BEGIN Input data

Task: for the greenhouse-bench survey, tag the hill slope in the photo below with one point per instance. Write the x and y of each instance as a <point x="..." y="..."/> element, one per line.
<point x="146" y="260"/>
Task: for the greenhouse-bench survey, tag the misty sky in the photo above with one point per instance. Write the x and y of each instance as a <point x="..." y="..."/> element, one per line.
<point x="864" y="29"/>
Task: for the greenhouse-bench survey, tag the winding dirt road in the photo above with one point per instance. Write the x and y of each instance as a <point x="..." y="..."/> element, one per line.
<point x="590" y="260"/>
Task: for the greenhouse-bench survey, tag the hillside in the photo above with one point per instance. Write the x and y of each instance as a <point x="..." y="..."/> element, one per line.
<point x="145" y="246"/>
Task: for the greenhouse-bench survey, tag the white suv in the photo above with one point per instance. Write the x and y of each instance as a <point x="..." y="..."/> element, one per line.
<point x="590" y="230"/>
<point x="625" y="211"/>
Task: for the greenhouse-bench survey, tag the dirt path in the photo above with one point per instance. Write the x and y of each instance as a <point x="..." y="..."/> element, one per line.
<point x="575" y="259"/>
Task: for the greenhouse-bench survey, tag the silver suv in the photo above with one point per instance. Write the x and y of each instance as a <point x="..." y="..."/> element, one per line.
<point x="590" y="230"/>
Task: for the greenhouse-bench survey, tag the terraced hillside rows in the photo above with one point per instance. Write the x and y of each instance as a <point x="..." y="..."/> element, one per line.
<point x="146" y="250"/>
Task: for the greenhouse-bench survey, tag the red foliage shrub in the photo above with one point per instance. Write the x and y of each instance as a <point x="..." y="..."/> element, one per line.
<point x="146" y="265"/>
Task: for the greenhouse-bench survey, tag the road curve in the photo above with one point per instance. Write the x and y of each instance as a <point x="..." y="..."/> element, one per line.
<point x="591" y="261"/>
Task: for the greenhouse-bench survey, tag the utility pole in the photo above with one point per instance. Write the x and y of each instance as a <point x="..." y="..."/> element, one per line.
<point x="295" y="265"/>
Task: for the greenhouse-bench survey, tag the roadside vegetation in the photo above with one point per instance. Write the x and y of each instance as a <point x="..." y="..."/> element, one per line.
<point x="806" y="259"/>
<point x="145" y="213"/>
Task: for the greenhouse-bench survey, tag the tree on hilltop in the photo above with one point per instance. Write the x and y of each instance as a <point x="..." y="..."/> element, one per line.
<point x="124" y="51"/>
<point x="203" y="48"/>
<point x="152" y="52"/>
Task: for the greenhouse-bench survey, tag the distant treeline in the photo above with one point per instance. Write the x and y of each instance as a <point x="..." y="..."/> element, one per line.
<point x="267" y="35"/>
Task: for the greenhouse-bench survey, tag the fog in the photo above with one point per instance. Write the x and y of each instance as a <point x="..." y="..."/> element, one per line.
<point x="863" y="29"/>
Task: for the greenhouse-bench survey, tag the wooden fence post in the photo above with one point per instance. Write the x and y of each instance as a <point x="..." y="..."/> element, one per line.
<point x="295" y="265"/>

END Input data

* _Task description_
Each line of the listing is to be duplicated exactly as it appears.

* _Output below_
Task: for the greenhouse-bench survey, tag the hill slope in the photo below with one point per instance. Write the x and y of each instance as a <point x="..." y="..."/> element, one per line.
<point x="146" y="260"/>
Task: for the greenhouse-bench survey, tag the misty sky in the photo above with one point per instance. Write the x and y of each instance as a <point x="..." y="..."/> element, one per line.
<point x="864" y="29"/>
Task: for the greenhouse-bench survey, tag the winding dirt road in the photo above with one point per instance. Write the x and y of each instance as a <point x="..." y="..."/> element, one per line.
<point x="590" y="260"/>
Task: for the greenhouse-bench survey, tag the hillside in the photo above with one point per instance. Write the x and y of each instance as a <point x="..." y="..."/> element, one per line.
<point x="145" y="246"/>
Task: for the greenhouse-bench survey, tag the white suv in the photo above with one point per instance. Write the x and y of each instance as a <point x="..." y="..."/> element, one per line.
<point x="590" y="230"/>
<point x="625" y="211"/>
Task: for the greenhouse-bench survey, tag the dirt path in the photo above with one point per instance. Write the x and y of each instance as a <point x="..." y="..."/> element, one per line.
<point x="575" y="259"/>
Task: for the greenhouse-bench survey, tag the silver suv in the photo above with one point per instance. Write the x and y of each instance as a <point x="..." y="..."/> element, one per line.
<point x="590" y="230"/>
Task: for the greenhouse-bench survey, tag the terraced hillside rows in the photo above with one point per instance. Write the x and y of each instance as a <point x="..." y="..."/> element, one per line.
<point x="146" y="250"/>
Task: for the greenhouse-bench survey, tag the red foliage shrub in the photo above with one point per instance. Write the x and y of each instance as a <point x="..." y="..."/> element, one per line.
<point x="146" y="265"/>
Task: for the greenhouse-bench survey, tag the road curve in the photo above with one point per instance. Write the x and y of each instance as a <point x="..." y="..."/> element, one per line.
<point x="591" y="261"/>
Task: for the greenhouse-bench survey, tag the utility pole in the photo above with one point per instance. Write the x and y of each instance as a <point x="..." y="..."/> element, one per line.
<point x="295" y="265"/>
Task: for the greenhouse-bench survey, tag the roadside vegetation in the photo above with one point per instance. Write the x and y of each instance as a <point x="..." y="..."/> element, one per line.
<point x="806" y="259"/>
<point x="145" y="213"/>
Task: for the greenhouse-bench survey, tag the tree on hilltop in the photo above with one point per instance. Write the x and y of each instance as a <point x="..." y="..."/> element, one per line.
<point x="124" y="51"/>
<point x="203" y="48"/>
<point x="152" y="52"/>
Task: for the greenhouse-bench survey, tag the distant treeline in the photo above with one point per instance. Write the x and y of each instance as a <point x="..." y="..."/> element, one per line.
<point x="267" y="35"/>
Task: for the greenhouse-bench survey, tag the fog in the photo above with one point per instance. Write the x and y of each instance as a <point x="..." y="..."/> element, one per line.
<point x="863" y="29"/>
Task: for the greenhouse-bench survey, tag the wooden fence post in the photo above with one point per instance. Write the x and y of each instance as a <point x="..." y="..."/> element, one per line.
<point x="295" y="265"/>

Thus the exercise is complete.